TASK ITEM
In the text about the Solea dental laser, what wavelength does the laser operate at?

EXCERPT TO READ
────────────────────

What’s the engineering trick behind the Solea laser’s knack for precisely adapting to—and rapidly cutting—enamel, bone, dentin and soft tissue?

WE ALL KNOW THAT inside our cars, there’s a spectacular confluence of mechanical and computer technology that makes them go. But unless you’re a gearhead, you probably just take it all for granted. The same is true for dental lasers. We all know what they do, but probably not exactly how.

Early lasers were unable to match the speed of traditional drills, which meant patients weren’t guaranteed a reliably anesthesia-free experience. Modern lasers, of course, are much more advanced, perhaps none more than Convergent Dental’s Solea. It operates at a unique 9.3-micron wavelength and uses computer controls to precisely deliver energy for the treatment of both hard and soft tissue.

Solea’s powerful beam of light is actually optimized by a system called “galvos”: a series of microprocessor-controlled mirrors that move rapidly inside the arm of the laser. They’re capable of manipu­lating the beam thousands of times per second to create patterns expressly designed for the tissue being treated, whether it’s enamel, bone, dentin or soft tissue. Energy is distributed in patterns that vary in diameter, allowing doctors to choose the perfect size for the job at hand. Galvos facilitates speed, precision and control unprecedented in a dental laser, according to Convergent Dental.

That same technology is now enabling larger patterns for non-ablative therapies like Solea Sleep, a new treatment option for palatal snoring. A specialized pattern is deployed by doctors to deliver controlled, low-level energy targeting a specific area of tissue, reducing the risk of overtreatment.

Fun fact: Solea is currently the only dental laser using galvos to deliver fast cutting, at drill speed, with minimal patient discomfort. That means it’s likely more future-proof than average, as shown by its ability to go from powerful cutting to gentle snoring treatment.

────────────────────

DATA

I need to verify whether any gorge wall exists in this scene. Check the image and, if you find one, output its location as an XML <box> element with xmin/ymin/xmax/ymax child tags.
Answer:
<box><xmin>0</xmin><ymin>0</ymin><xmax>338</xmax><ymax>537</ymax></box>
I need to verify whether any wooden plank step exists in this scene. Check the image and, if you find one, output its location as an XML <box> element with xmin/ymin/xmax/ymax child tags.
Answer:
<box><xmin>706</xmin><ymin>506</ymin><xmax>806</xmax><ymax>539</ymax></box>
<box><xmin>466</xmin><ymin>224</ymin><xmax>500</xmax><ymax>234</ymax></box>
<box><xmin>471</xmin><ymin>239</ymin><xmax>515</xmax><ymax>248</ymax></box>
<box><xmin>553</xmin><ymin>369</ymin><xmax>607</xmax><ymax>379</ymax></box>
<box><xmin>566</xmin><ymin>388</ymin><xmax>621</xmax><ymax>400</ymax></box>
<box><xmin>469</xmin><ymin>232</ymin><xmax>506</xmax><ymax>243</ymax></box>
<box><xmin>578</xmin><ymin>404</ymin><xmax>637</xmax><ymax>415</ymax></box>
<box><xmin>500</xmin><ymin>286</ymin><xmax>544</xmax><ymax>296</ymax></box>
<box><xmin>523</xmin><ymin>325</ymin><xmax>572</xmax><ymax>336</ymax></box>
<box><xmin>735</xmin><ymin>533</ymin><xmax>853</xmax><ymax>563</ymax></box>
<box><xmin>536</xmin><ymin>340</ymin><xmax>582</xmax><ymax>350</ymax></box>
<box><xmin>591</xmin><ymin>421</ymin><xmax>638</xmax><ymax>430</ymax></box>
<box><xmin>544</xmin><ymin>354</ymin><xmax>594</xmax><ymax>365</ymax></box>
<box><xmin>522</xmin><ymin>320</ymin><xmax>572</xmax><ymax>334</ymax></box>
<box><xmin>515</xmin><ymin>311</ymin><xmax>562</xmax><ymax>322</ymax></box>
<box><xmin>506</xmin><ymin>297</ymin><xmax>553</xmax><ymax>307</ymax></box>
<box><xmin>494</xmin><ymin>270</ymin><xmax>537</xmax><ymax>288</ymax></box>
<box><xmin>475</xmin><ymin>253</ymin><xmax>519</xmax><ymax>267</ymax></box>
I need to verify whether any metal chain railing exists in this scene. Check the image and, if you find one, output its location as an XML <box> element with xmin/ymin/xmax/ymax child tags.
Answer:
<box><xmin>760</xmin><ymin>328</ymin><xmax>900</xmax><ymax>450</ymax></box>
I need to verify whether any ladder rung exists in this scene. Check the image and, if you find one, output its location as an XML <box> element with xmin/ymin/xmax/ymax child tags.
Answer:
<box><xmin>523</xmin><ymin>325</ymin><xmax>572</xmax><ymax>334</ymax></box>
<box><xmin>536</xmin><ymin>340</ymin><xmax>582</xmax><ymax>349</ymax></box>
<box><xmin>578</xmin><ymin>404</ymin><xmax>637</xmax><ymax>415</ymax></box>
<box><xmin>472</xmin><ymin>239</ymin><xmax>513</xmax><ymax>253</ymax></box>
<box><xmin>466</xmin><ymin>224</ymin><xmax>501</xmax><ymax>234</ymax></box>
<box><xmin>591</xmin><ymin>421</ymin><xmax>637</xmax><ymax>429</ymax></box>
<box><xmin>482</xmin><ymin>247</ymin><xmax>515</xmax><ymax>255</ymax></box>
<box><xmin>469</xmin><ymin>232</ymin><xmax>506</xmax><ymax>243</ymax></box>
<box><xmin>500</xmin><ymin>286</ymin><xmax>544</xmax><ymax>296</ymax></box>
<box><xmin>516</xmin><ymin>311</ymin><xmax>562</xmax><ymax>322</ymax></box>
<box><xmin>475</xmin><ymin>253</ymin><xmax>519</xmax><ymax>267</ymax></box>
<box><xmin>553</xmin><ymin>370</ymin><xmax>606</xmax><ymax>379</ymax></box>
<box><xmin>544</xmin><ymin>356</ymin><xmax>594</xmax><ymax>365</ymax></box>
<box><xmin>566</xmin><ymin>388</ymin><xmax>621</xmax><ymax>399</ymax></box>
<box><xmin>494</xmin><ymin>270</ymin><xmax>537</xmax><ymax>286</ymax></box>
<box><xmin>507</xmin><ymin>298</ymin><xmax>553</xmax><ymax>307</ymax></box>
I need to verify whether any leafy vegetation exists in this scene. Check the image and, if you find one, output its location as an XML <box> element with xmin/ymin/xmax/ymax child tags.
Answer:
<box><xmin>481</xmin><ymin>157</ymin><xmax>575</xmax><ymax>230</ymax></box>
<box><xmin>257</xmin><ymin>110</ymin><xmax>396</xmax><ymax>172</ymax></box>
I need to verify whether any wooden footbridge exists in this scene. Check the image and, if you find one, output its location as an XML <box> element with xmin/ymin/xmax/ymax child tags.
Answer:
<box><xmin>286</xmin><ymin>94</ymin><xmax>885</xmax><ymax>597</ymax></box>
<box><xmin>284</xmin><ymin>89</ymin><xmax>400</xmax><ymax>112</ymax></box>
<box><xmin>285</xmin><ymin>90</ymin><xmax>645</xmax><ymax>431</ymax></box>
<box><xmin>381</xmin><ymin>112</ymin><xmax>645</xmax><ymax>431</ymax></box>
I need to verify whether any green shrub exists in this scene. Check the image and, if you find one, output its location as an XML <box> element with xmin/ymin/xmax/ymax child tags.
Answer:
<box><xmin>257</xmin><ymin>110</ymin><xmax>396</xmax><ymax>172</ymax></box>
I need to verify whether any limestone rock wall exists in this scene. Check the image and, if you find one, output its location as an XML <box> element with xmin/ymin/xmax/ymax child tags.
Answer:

────────────────────

SOLUTION FOR THIS PROBLEM
It operates at a 9.3-micron wavelength.